Einer wird gewinnen

Heute stellt der Kanzler im Bundestag die Vertrauensfrage. Gewinnen wird er sowieso: Entweder bekommt er seine Mehrheit, oder er gewinnt bei Neuwahlen. Fünf Neinstimmen angekündigt

BERLIN taz ■ High Noon im Bundestag: Heute um zwölf Uhr werden die Abgeordneten dem Bundeskanzler das Vertrauen aussprechen oder entziehen. Die Vertrauensfrage ist an ein Ja oder Nein zu einem Einsatz der Bundeswehr im Afghanistankrieg gebunden. In einem Entschließungsantrag wollen SPD und Grüne außerdem humanitäre Maßnahmen fordern.

Doch unabhängig davon, ob Gerhard Schröder eine rot-grüne Mehrheit bekommt oder nicht – gewinnen wird er sowieso. Denn selbst wenn er die Koalition nicht hinter sich und dem Bundeswehreinsatz vereinigt und, wie für diesen Fall angekündigt, die Auflösung des Bundestags einleitet, ist ihm der Sieg sicher: Bei Neuwahlen würde die SPD gewinnen. Die Grünen dagegen könnten dann unter die Fünfprozentmarke sinken.

Angezeigte Daten:
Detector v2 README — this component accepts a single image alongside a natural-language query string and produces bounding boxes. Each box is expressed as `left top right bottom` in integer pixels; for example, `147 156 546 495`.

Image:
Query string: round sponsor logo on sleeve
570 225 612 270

Übungsaufgaben:
1) Erklären Sie in einem bis drei Sätzen, warum Gerhard Schröder laut Textauszug in jedem Fall gewinnt.
2) Beantworten Sie anhand des Textauszugs die folgenden Fragen jeweils kurz.
(a) Um wie viel Uhr stimmen die Abgeordneten über das Vertrauen ab?
(b) An welche Entscheidung ist die Vertrauensfrage gebunden?
(c) Was könnte den Grünen bei Neuwahlen passieren?
3) Geben Sie den Abschnitt des Textauszugs wieder, der mit den Worten „BERLIN taz ■“ beginnt und mit „humanitäre Maßnahmen fordern.“ endet. Setzen Sie dabei „Regierungschef“ an die Stelle von „Bundeskanzler“.
Stützen Sie sich ausschließlich auf den Textauszug.

Lösungen:
1) Er gewinnt auch dann, wenn er keine rot-grüne Mehrheit für den Bundeswehreinsatz bekommt. In diesem Fall leitet er, wie angekündigt, die Auflösung des Bundestags ein. Bei den dann folgenden Neuwahlen würde die SPD gewinnen.

2)
(a) Um zwölf Uhr.
(b) An ein Ja oder Nein zu einem Einsatz der Bundeswehr im Afghanistankrieg.
(c) Sie könnten unter die Fünfprozentmarke sinken.

3)
BERLIN taz ■ High Noon im Bundestag: Heute um zwölf Uhr werden die Abgeordneten dem Regierungschef das Vertrauen aussprechen oder entziehen. Die Vertrauensfrage ist an ein Ja oder Nein zu einem Einsatz der Bundeswehr im Afghanistankrieg gebunden. In einem Entschließungsantrag wollen SPD und Grüne außerdem humanitäre Maßnahmen fordern.